(Task):
The lines to be extracted begin at the line containing "# test: for every instance of the nose" and end at the last line of the data below; copy them exactly and leave out the pictures.

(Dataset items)

==========

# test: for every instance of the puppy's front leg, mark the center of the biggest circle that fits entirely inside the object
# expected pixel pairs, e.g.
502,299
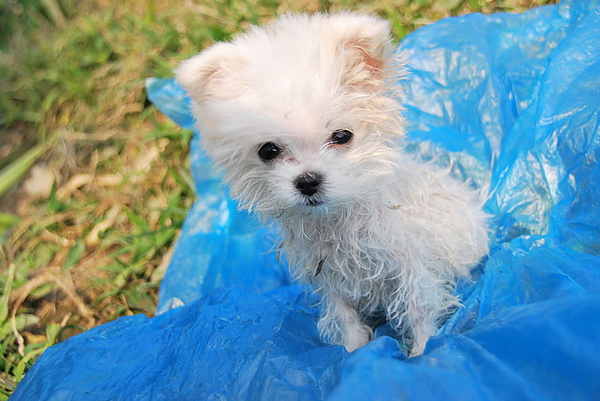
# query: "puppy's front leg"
342,324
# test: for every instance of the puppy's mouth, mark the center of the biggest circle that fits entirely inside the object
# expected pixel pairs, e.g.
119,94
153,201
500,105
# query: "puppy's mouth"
313,201
310,187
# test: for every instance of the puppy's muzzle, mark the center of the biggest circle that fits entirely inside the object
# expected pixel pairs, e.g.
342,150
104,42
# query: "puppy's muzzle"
309,184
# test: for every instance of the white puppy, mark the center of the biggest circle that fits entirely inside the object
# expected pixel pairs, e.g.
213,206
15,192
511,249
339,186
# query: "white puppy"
300,116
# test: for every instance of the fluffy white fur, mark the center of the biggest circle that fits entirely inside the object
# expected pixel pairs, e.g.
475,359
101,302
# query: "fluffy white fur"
382,234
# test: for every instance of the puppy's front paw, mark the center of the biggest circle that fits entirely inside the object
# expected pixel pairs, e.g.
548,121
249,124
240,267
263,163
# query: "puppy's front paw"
356,337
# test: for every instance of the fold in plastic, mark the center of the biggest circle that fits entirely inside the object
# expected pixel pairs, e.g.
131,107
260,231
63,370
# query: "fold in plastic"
513,102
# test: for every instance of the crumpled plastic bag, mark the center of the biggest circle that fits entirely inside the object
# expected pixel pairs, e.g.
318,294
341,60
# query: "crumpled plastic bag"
512,102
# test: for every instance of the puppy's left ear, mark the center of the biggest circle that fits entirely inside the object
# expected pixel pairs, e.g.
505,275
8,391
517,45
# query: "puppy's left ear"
366,47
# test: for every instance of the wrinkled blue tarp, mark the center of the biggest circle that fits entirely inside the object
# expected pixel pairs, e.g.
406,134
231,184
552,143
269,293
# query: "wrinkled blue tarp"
514,102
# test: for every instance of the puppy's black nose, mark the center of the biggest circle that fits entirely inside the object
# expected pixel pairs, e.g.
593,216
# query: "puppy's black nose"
308,183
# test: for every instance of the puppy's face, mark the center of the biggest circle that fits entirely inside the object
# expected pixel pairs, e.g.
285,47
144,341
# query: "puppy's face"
295,113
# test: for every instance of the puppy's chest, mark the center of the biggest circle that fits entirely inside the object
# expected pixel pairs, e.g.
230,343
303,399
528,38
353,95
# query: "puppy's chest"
349,257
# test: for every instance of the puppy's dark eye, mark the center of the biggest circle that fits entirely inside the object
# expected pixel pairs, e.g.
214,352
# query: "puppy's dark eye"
340,137
268,151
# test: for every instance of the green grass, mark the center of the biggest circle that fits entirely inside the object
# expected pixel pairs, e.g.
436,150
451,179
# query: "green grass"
91,246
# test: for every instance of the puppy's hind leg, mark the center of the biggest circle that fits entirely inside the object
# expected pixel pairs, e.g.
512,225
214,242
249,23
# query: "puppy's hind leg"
342,324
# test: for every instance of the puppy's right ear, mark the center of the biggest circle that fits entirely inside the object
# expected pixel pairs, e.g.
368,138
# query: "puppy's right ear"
216,73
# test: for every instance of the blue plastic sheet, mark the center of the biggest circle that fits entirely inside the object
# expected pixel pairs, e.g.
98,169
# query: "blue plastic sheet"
514,102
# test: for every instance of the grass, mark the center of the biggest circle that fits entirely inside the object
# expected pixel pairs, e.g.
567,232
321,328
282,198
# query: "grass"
94,182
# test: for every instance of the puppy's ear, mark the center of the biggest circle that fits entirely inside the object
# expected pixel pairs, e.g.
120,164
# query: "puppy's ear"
366,47
213,74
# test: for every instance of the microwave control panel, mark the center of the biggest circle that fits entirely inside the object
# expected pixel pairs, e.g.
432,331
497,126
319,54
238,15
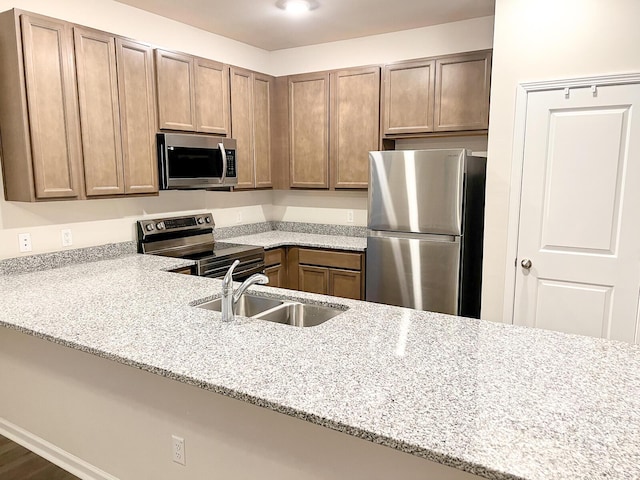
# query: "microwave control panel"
231,163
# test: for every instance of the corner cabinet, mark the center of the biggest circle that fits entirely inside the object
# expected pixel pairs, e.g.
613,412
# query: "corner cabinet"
251,126
193,93
39,120
117,111
309,130
333,124
444,94
355,125
276,267
328,272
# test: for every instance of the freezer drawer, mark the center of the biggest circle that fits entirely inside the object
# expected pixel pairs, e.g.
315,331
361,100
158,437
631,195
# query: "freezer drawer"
415,273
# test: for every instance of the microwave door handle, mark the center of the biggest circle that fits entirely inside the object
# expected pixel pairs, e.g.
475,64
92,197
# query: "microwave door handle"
224,162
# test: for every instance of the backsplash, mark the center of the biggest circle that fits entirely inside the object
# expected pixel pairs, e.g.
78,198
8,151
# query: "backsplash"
46,261
297,227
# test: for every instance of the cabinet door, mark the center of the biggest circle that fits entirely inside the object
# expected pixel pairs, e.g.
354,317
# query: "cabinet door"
212,97
138,116
309,130
462,92
262,90
355,124
242,125
345,283
176,91
313,279
409,97
99,112
52,107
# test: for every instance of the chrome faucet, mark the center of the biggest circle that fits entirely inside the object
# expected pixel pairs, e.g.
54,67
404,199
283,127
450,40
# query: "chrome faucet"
229,298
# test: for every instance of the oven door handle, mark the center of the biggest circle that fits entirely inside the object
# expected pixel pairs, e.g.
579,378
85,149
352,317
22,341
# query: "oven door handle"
224,162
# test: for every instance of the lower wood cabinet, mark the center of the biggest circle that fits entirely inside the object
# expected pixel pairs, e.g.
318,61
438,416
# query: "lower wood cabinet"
276,267
328,272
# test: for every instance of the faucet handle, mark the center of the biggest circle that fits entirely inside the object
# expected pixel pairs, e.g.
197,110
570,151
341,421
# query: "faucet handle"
228,278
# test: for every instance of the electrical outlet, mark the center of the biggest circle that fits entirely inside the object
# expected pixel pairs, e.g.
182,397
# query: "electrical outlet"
67,239
24,240
177,444
349,216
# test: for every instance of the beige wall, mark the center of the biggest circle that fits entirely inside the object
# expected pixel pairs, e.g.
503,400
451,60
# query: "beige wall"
543,40
99,221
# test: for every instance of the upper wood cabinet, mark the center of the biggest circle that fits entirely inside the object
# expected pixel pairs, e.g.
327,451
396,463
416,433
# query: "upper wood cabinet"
436,95
77,115
408,97
99,112
462,92
176,91
309,130
263,86
342,107
136,93
38,109
212,97
115,91
355,125
251,126
193,93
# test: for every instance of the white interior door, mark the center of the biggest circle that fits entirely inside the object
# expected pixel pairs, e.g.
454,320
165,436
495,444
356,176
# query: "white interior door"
580,213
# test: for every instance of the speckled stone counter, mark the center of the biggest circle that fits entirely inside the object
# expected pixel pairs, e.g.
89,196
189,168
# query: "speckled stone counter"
278,238
500,401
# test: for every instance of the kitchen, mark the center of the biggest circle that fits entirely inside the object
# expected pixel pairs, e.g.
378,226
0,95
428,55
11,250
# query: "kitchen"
567,49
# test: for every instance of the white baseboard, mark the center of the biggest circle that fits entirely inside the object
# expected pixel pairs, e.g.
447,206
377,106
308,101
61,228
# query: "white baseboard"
53,454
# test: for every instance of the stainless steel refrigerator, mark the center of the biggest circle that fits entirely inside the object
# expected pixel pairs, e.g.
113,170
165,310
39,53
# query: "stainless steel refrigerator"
425,230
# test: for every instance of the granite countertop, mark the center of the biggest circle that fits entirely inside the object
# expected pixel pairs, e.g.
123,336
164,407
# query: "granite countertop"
499,401
279,238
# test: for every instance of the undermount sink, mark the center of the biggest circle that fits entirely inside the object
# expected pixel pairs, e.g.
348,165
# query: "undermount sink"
287,312
247,306
299,314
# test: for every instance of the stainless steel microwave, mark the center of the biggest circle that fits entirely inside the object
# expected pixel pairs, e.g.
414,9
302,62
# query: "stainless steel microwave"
190,161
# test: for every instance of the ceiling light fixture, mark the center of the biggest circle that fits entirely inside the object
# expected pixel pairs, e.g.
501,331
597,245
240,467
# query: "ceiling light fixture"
297,7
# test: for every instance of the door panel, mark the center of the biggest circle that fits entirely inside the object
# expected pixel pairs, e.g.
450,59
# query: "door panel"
176,91
417,192
242,126
53,107
578,213
309,130
587,218
138,112
409,272
212,97
573,307
99,112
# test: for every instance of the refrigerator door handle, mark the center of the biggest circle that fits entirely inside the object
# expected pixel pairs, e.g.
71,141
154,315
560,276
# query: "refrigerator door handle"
419,236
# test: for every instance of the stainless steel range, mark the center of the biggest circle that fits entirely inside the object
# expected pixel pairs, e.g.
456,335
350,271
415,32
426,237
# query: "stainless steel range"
192,237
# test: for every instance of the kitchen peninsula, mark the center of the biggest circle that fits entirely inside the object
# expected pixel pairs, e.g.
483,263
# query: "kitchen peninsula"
108,373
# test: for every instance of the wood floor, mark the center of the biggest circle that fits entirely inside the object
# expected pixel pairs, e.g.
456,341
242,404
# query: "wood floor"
18,463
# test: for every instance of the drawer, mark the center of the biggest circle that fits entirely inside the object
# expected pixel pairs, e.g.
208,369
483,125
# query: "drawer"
325,258
274,256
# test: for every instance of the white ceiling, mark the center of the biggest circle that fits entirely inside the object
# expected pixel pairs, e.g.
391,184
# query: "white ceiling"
260,23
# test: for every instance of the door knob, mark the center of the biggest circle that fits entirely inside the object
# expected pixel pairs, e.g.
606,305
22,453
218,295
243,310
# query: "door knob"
526,263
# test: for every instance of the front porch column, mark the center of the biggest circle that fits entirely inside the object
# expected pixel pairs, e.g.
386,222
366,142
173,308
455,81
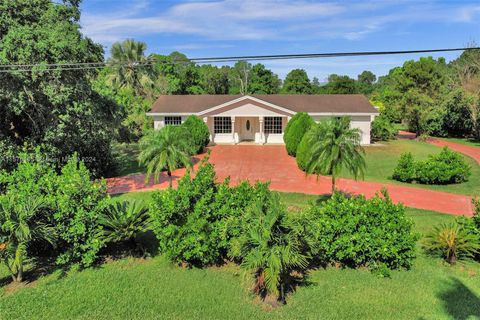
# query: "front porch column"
233,129
262,139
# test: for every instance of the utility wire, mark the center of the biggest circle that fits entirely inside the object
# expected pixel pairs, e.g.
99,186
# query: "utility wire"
150,61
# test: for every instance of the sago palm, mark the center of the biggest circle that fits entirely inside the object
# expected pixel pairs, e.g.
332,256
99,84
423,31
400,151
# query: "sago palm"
20,225
452,241
334,146
270,249
122,221
164,149
129,66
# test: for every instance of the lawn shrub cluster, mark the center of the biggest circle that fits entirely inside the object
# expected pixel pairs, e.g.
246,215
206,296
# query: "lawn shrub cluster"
457,240
355,232
204,223
383,129
295,130
443,168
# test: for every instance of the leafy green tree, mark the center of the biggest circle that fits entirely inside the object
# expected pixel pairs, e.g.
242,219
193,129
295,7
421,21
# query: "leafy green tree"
21,224
51,106
340,85
162,150
129,68
334,146
263,80
270,248
297,81
295,130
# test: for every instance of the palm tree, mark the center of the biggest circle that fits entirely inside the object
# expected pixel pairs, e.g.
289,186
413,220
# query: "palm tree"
333,146
129,66
164,149
270,248
20,226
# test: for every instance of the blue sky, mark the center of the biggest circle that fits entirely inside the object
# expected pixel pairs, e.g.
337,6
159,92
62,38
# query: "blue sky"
256,27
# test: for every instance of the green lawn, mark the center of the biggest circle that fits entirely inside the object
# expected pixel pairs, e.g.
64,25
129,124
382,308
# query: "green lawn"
155,289
382,159
465,141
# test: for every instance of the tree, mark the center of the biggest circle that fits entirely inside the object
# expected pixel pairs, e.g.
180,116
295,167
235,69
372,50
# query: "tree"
163,149
128,67
270,246
340,85
20,225
263,80
366,81
52,106
297,81
334,146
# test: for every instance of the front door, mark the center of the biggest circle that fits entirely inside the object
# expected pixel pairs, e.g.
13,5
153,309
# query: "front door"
248,129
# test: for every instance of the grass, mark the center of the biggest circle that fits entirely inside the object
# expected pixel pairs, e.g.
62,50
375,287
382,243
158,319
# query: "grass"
155,289
465,141
382,160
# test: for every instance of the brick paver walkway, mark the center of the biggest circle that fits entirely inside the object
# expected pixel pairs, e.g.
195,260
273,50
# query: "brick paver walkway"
271,163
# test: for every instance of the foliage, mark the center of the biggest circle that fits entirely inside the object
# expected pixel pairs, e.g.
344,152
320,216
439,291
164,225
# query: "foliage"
443,168
383,129
270,247
167,148
333,145
129,68
123,221
295,130
297,81
354,231
79,202
54,108
452,242
405,170
198,133
21,224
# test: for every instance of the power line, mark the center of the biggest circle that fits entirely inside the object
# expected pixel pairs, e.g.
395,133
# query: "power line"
96,65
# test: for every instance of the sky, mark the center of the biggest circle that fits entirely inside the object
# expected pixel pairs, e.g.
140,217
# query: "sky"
202,28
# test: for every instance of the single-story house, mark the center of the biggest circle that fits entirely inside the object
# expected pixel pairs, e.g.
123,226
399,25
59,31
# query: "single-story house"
260,118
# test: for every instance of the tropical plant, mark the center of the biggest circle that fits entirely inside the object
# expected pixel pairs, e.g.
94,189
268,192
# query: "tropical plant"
295,130
129,66
164,149
333,146
270,248
20,226
123,221
197,130
452,242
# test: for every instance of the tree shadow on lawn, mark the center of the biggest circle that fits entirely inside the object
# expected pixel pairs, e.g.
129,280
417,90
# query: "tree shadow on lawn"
459,301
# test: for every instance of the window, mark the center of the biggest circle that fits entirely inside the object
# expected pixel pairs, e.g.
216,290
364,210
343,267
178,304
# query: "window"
173,120
273,124
222,125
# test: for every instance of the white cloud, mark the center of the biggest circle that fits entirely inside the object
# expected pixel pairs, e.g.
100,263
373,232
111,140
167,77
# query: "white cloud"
269,19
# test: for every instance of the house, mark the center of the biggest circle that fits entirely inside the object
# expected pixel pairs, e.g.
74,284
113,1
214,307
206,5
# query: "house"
260,118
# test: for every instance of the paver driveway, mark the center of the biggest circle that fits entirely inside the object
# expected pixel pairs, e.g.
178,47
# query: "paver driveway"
272,163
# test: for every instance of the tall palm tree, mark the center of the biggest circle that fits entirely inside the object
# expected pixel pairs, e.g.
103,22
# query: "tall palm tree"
164,149
130,68
20,225
333,146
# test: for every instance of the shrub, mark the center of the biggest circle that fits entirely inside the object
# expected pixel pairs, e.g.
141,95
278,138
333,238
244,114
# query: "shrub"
405,170
452,241
79,203
197,132
123,221
354,231
383,129
269,247
446,167
295,130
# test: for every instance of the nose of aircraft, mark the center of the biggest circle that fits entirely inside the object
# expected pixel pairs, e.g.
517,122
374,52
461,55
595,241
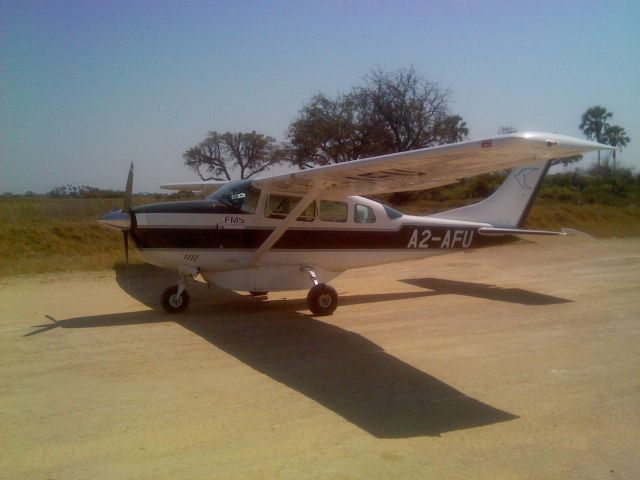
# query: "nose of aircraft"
117,220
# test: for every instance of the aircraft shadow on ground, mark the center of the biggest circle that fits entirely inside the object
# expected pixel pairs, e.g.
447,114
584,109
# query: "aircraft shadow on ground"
341,370
482,290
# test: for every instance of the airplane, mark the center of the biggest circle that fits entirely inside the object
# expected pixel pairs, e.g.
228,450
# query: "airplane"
300,230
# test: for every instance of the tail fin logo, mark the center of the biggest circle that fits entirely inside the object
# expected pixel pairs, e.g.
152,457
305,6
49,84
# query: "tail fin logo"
523,175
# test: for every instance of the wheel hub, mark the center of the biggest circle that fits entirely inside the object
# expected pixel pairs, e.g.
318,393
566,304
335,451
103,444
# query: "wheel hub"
324,300
175,301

==========

(Task result):
# test: for every instance of the nose of aircraft, mark the center of the biggest circle that fits entirely inside the object
# expected pixel pairs, e.g.
517,122
374,52
461,55
595,241
# query: "nose of aircraft"
117,220
# test: for every instance of the aircraft shadow on ground, mark the center of the biggest circle that fits entirely inside the object
# expected pixel pairs, e.g.
447,114
584,109
# query: "aircraft shadow on ground"
341,370
482,290
# test: for every instance of the airplane, mark the center of the biggest circle that fits entirely inside the object
# expected pixel pairs, e.g.
228,450
# query: "airplane"
300,230
# test: for every instance of the tail fin logo, mark the center of the biggest circle that fits entirely inside the object
# expected pixel pairs, e.g.
152,457
305,6
49,84
# query: "tail fin logo"
523,175
# test: for every instance of the wheel hub, mark the center of the biggest circle that fits entirely inside the object
# expected pixel pairs, e.g.
318,393
566,304
335,451
103,444
# query: "wheel hub"
324,300
175,301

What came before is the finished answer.